(Position identification records)
begin
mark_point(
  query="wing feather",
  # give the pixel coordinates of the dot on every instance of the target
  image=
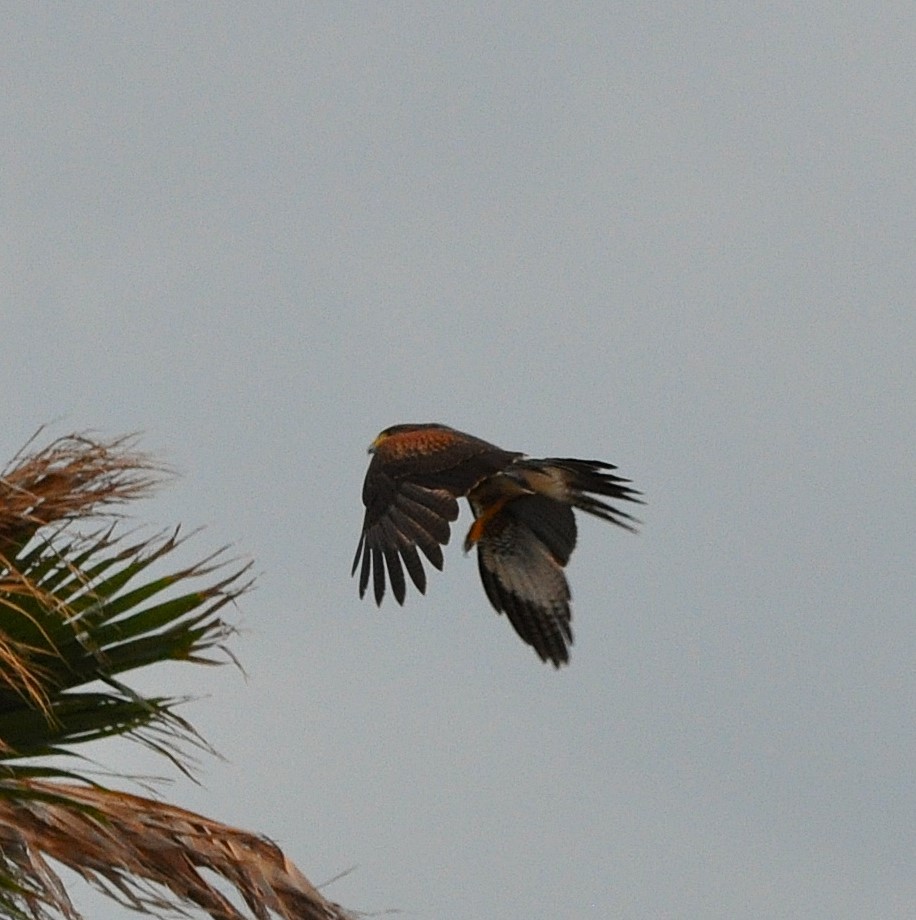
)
(523, 577)
(411, 496)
end
• **Exercise task**
Arrange each line of the listing above as a Markdown table with the columns Row and Line, numbering the rows and leaving out blank lines. Omit the pictures from your answer.

• **Final answer**
| Row | Line |
|---|---|
| 1 | mark_point( |
| 2 |   query="wing feather", |
| 3 |   # give the pixel coordinates of the dot on every instance of the target |
| 4 |   image= |
| 5 | ) |
| 6 | (523, 577) |
| 7 | (411, 496) |